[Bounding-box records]
((

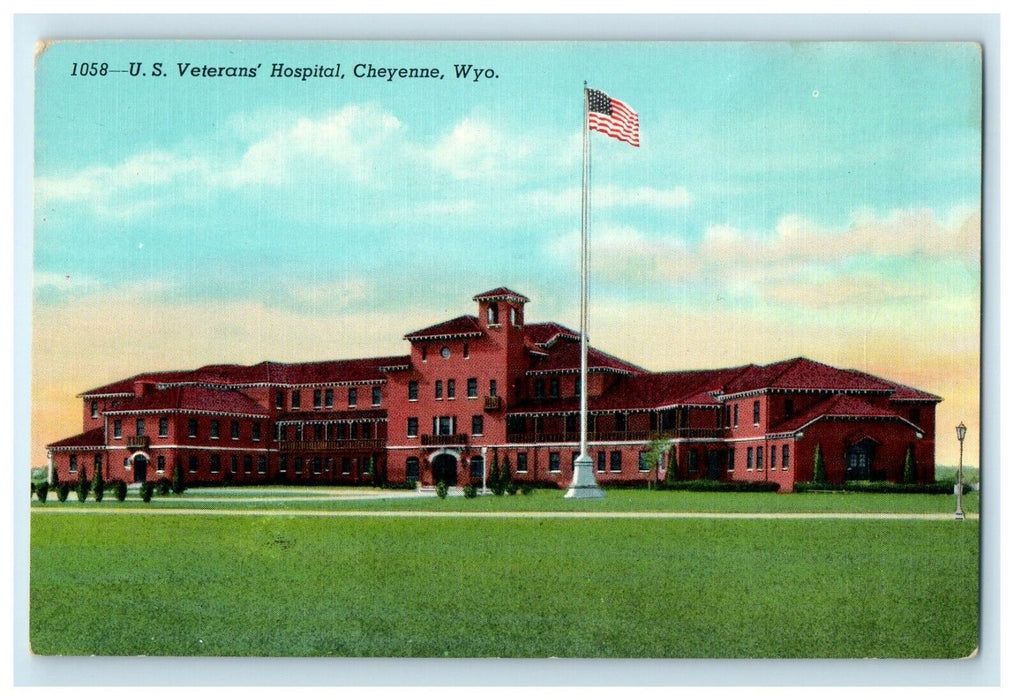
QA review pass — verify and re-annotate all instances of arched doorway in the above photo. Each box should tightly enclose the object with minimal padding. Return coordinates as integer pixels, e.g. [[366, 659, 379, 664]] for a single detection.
[[431, 453, 457, 486], [132, 454, 149, 484]]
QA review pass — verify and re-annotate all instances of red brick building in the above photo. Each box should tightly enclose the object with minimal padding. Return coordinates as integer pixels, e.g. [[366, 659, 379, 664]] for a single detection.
[[47, 288, 940, 491]]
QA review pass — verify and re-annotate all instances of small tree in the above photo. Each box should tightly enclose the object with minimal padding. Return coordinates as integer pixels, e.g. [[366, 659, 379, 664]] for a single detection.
[[667, 450, 681, 484], [904, 445, 918, 484], [171, 462, 185, 495], [75, 468, 89, 503], [812, 443, 829, 484], [92, 465, 106, 503], [641, 435, 673, 489]]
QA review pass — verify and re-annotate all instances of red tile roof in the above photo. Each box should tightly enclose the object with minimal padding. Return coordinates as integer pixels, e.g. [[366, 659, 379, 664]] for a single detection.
[[404, 314, 482, 341], [80, 355, 410, 398], [472, 287, 529, 301], [770, 394, 922, 434], [46, 428, 105, 449], [107, 385, 270, 416], [723, 357, 893, 396]]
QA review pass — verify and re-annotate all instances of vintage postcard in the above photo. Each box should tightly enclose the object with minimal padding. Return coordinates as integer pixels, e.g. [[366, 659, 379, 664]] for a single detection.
[[25, 35, 985, 663]]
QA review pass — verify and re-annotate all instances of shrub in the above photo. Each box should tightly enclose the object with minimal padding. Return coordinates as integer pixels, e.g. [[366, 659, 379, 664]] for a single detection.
[[92, 466, 106, 503], [904, 445, 918, 484], [75, 469, 90, 503], [171, 463, 185, 494]]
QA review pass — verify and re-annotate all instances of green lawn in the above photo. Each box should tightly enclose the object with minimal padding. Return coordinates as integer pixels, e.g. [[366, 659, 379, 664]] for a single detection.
[[30, 504, 978, 658], [33, 487, 979, 513]]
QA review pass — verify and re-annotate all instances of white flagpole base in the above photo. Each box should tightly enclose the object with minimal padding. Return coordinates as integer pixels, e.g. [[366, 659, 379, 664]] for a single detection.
[[564, 454, 606, 498]]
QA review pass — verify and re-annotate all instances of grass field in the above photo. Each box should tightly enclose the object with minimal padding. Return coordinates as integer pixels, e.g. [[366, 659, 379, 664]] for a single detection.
[[30, 492, 978, 658]]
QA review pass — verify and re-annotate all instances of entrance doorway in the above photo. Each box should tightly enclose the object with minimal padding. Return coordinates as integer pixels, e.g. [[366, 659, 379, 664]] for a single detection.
[[132, 454, 149, 484], [432, 454, 457, 486]]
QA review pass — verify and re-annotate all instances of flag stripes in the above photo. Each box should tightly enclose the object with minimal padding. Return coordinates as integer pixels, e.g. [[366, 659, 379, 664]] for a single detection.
[[586, 90, 638, 148]]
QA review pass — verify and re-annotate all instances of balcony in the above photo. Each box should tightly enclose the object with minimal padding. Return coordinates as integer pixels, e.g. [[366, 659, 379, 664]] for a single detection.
[[128, 435, 149, 450], [422, 433, 468, 447], [507, 428, 726, 443], [278, 440, 386, 452]]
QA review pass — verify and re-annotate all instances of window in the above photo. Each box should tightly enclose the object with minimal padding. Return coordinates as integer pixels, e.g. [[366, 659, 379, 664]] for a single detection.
[[404, 457, 419, 482], [469, 454, 483, 479]]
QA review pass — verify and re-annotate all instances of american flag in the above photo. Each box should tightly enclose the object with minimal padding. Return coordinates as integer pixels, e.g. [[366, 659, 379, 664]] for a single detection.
[[586, 89, 638, 148]]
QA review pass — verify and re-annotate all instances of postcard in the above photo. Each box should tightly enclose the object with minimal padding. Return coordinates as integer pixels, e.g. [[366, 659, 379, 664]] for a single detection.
[[25, 40, 985, 663]]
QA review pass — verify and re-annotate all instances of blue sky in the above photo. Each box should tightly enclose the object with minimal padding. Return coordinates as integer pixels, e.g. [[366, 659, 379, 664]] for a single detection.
[[34, 42, 981, 465]]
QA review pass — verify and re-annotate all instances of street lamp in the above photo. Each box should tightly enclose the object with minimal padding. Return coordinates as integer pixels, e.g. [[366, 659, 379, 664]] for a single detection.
[[954, 421, 968, 520]]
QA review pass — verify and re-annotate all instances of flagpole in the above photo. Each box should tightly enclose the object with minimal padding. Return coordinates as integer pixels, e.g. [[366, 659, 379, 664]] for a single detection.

))

GIVEN EXERCISE: Every line above should be repeated exactly; pictures stay out of the copy.

RIGHT ANSWER:
QA review pass — verify and re-annotate all instances of arched doorway in the above photo. Each box should tightly enclose the object with minimal padding. Return coordinates as integer pixels, e.g. [[366, 659, 379, 664]] for a single detection.
[[431, 453, 457, 486], [132, 454, 149, 484]]
QA review pass — verify and re-annotate all instances of red brick building in the above photo. Each box should tightly enclose the object with minimal padding. Return coordinates as integer pixels, e.g. [[366, 659, 379, 664]] for a single detection.
[[47, 288, 940, 491]]
QA review pass — verify and re-annotate all instances of small tree in the above photo. Each box should tightly enclose the object with minimal padding. Return coordinates as integer pixels, e.g. [[366, 659, 379, 664]] for a single detection.
[[667, 450, 681, 484], [904, 445, 918, 484], [171, 462, 185, 495], [75, 468, 89, 503], [812, 443, 829, 484], [92, 465, 106, 503], [641, 435, 673, 489]]
QA review pass — verify and re-annotate all instances of red tile roof in the above photo. Each box should tightly enclose the object with minimal padding. Return coordinates as integer pixels, e.g. [[366, 659, 379, 664]] for a single detection.
[[404, 314, 482, 341], [80, 355, 410, 398], [472, 287, 529, 301], [770, 394, 922, 434], [46, 428, 105, 449], [107, 385, 270, 416], [723, 357, 893, 396]]
QA review pass — verify and re-annotate all instances of vintage postcard in the above photo. Each box should tightly enclose the object with minimal padding. Return coordinates as integer pixels, e.g. [[366, 659, 379, 664]] for a single detection.
[[25, 35, 985, 663]]
QA review pass — verify and re-annotate all instances of shrub in the above photo. Each box should tightly enclose the object with minimal padding. Return coordinates as integer pixels, e.g. [[366, 659, 379, 664]] for a single detection.
[[92, 466, 106, 503], [904, 445, 918, 484], [75, 469, 90, 503], [171, 463, 185, 494]]
QA review pass — verify and re-annotate all instances of green lawn in the above photo. Each box should tightly enclose the object with minimal padding. Return coordinates as integer pixels, e.g. [[366, 659, 379, 664]] for a single detection.
[[30, 504, 978, 658], [33, 487, 979, 513]]
QA review pass — verify and re-annotate all instances of white flagpole base in the above photo. Each box should tightly enclose the object with minimal padding. Return coordinates as integer pixels, e.g. [[366, 659, 379, 664]] for a single detection.
[[564, 454, 606, 498]]
QA review pass — verify and re-annotate all instances of grass field in the above photo. Each box should tightly enclose the object with minimal padding. Return coordinates as integer pixels, e.g. [[366, 659, 379, 664]] for a single detection.
[[30, 492, 978, 658]]
QA review pass — verify and re-annotate all instances of entrance doorway in the above photo. Each box should tightly enclose the object with minimal padding. Return coordinates as integer pixels, e.g. [[366, 659, 379, 664]] for a single detection.
[[132, 454, 149, 484], [432, 454, 457, 486]]
QA review pass — verify and re-annotate all instances of flag stripes in the above photo. Each box should tightly enclose the object with minimal padding. Return coordinates as integer pixels, e.g. [[366, 659, 379, 664]] for a single detection.
[[586, 90, 638, 148]]
QA review pass — verify and re-annotate all instances of balcony in the above photo. Each box should tightly enclose the object with minimal padding. Return coordinates as integer pixels, e.g. [[366, 659, 379, 664]] for a single detection.
[[128, 435, 149, 450], [422, 433, 468, 447], [507, 428, 726, 443], [278, 440, 386, 452]]
QA review pass — verify and re-annotate all instances of window in the above photo. Each box should tightly enclose the object with minimal padding. Return coordinates as integer pixels, e.g. [[366, 659, 379, 664]] for a single detection.
[[404, 457, 419, 482], [469, 454, 483, 479]]
QA review pass — verify and re-annotate all instances of american flag in the above photo. Each box should tightly enclose the object with minimal padding. Return coordinates as integer pixels, e.g. [[366, 659, 379, 664]] for a single detection.
[[586, 89, 638, 148]]
QA review pass — verify and re-annotate all instances of postcard in the above photo. Each box should tightly enclose the object with minimal padding. Return coordinates as integer pixels, e.g. [[366, 659, 379, 664]] for a single detection.
[[25, 40, 985, 663]]
QA review pass — verify and re-annotate all instances of blue sky in the above photo. Each box should tightly enclose the object with minimal padding. Return coordinates as integer pixels, e.g. [[366, 659, 379, 664]] for a single detection.
[[34, 42, 981, 465]]
QA review pass — verify and re-annotate all instances of street lamp in the above photo. Each box should tightly enclose the object with minimal padding. Return coordinates as integer pixels, e.g. [[366, 659, 379, 664]] for a single detection.
[[954, 421, 968, 520]]
QA review pass — verify and re-annotate all instances of flagpole in the above photo. Each box should tightly enclose the object with minimal padding. Return coordinates as integer pixels, e.g. [[366, 659, 379, 664]] for a single detection.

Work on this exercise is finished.